## AVAILABLE DATA
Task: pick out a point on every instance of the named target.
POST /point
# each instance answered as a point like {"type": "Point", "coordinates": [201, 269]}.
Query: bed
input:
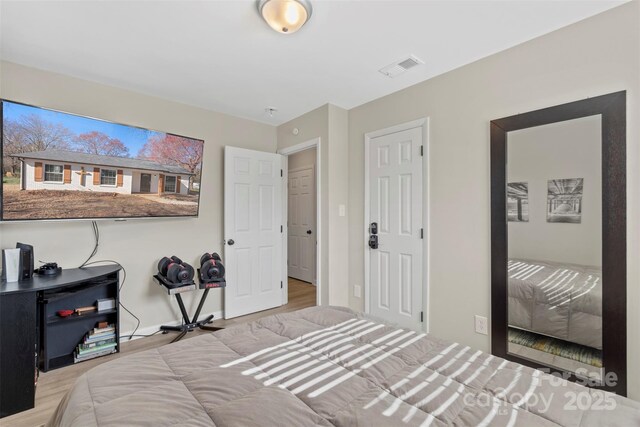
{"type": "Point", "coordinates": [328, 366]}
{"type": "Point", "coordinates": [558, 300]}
--
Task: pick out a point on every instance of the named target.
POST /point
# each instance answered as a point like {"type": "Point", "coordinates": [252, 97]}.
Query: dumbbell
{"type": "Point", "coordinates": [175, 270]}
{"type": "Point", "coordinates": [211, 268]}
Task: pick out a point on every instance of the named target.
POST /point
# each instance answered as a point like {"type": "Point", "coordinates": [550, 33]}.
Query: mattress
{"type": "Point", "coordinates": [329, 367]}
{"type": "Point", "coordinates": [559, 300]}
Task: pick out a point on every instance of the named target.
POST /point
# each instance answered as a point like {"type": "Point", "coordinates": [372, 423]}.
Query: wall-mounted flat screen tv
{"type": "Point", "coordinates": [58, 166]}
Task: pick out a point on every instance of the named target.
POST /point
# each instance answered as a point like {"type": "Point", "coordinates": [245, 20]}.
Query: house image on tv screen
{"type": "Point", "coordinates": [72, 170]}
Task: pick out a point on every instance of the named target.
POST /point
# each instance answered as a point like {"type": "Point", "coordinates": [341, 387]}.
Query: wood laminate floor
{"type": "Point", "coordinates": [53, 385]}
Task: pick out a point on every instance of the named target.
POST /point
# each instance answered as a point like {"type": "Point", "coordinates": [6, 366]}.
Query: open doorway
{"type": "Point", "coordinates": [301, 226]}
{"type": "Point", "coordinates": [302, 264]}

## WHAT YOU SHOULD DO
Filter the entries down to the lines containing "answered". Copy each of those lines.

## RESPONSE FOR THIS EXERCISE
# each instance answered as a point like {"type": "Point", "coordinates": [201, 269]}.
# each instance answered as a point like {"type": "Point", "coordinates": [252, 97]}.
# each instance answered as a point like {"type": "Point", "coordinates": [550, 33]}.
# each instance answered as a point like {"type": "Point", "coordinates": [372, 423]}.
# each instance answered as a point like {"type": "Point", "coordinates": [245, 20]}.
# each instance answered as a point like {"type": "Point", "coordinates": [341, 387]}.
# each instance answered as a point like {"type": "Point", "coordinates": [6, 366]}.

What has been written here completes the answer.